Dataset records ->
--------------------

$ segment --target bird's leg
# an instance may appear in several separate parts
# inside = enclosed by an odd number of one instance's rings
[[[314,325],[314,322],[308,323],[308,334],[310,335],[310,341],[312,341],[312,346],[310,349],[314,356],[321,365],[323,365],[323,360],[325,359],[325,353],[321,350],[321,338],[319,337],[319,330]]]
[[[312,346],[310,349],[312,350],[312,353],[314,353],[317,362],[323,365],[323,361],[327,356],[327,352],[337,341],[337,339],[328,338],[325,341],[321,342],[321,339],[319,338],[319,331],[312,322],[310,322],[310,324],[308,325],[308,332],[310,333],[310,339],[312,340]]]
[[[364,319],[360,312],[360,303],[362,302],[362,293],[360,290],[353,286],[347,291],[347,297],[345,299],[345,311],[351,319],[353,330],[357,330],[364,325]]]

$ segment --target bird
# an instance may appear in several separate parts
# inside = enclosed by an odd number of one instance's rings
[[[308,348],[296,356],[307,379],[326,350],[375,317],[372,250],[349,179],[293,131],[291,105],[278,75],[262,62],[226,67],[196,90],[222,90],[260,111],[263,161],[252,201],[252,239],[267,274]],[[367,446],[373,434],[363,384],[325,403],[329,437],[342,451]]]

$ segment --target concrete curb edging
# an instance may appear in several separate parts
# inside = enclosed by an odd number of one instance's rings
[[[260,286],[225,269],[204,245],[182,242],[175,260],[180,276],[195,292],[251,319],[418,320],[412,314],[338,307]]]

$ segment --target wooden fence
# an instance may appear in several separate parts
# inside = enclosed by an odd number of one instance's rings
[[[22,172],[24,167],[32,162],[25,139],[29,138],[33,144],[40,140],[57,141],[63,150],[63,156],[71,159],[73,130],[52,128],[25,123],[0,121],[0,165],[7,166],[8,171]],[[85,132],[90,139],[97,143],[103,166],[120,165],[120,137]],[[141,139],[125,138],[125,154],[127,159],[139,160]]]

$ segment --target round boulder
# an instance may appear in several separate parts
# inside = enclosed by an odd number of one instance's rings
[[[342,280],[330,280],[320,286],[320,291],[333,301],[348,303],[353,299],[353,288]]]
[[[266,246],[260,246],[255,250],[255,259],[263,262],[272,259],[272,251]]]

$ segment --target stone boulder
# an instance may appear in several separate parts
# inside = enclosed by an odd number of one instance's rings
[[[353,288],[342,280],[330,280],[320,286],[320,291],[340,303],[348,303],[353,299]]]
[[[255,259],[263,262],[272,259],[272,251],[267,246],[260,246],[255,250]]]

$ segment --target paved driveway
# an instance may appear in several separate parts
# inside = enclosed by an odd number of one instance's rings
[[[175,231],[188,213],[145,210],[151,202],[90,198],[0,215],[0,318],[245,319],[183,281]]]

--------------------

The problem ->
Copy each line of the listing that contains "segment".

Response area ->
$ segment --target bird's leg
$ segment --target bird
$ segment --target concrete curb edging
$ segment --target wooden fence
$ segment --target round boulder
$ segment --target stone boulder
$ segment --target paved driveway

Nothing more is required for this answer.